● **Çıkarılan malzeme**
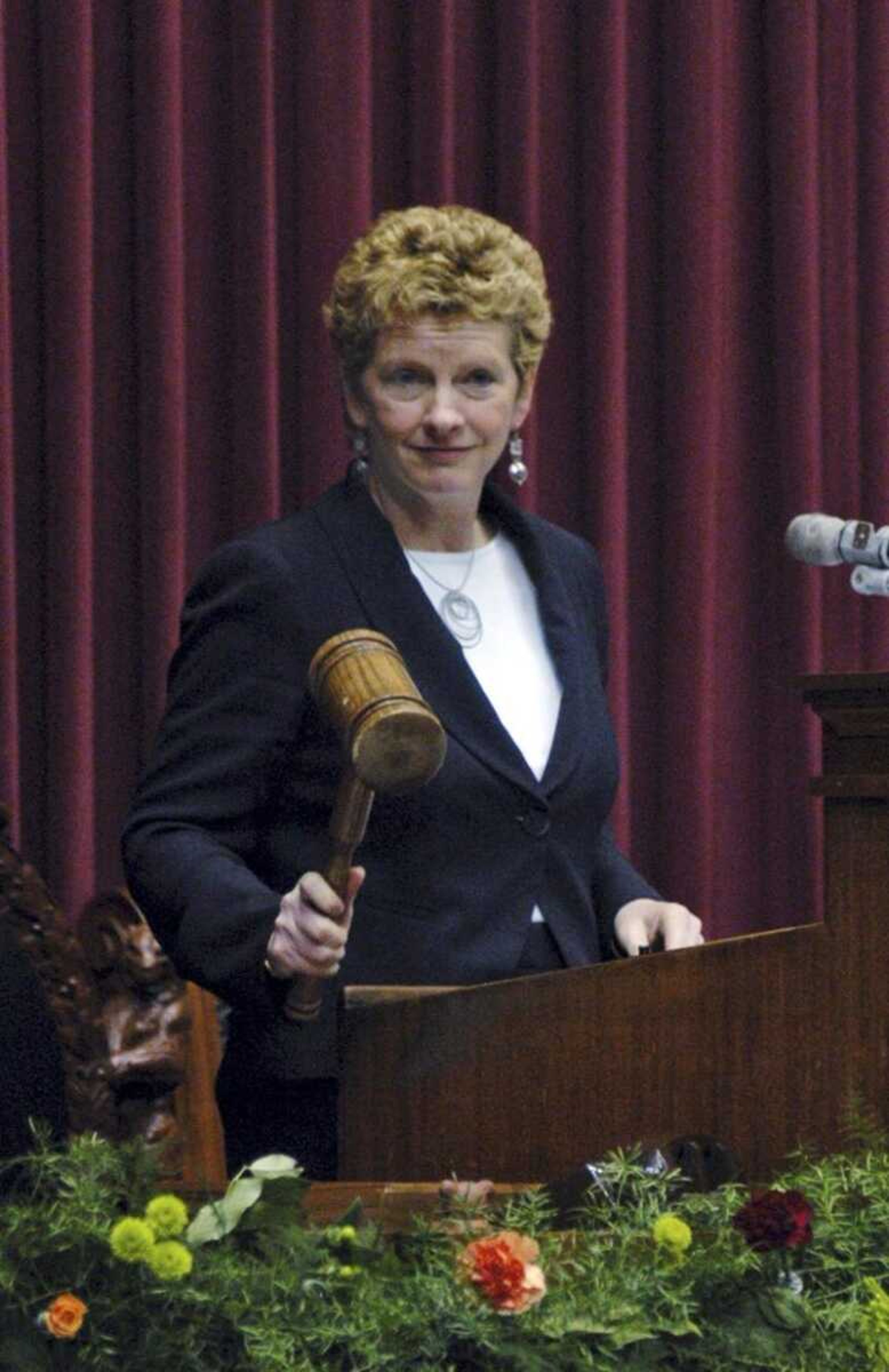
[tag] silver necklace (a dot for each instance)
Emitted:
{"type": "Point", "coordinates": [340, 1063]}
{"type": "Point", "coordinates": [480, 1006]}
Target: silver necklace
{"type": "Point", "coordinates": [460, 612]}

--

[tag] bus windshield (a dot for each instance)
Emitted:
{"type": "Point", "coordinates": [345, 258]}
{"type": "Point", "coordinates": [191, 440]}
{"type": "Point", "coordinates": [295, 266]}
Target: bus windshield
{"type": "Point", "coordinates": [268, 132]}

● **Belirtilen hedef**
Yukarıdaki öğelerde "silver" dizesini içeren bütün satırları bulun ve kopyalayın. Büyük-küçük harf ayrımı dikkate alınır.

● **Tamamlanan alıştırma**
[tag] silver necklace (a dot for each instance)
Target: silver necklace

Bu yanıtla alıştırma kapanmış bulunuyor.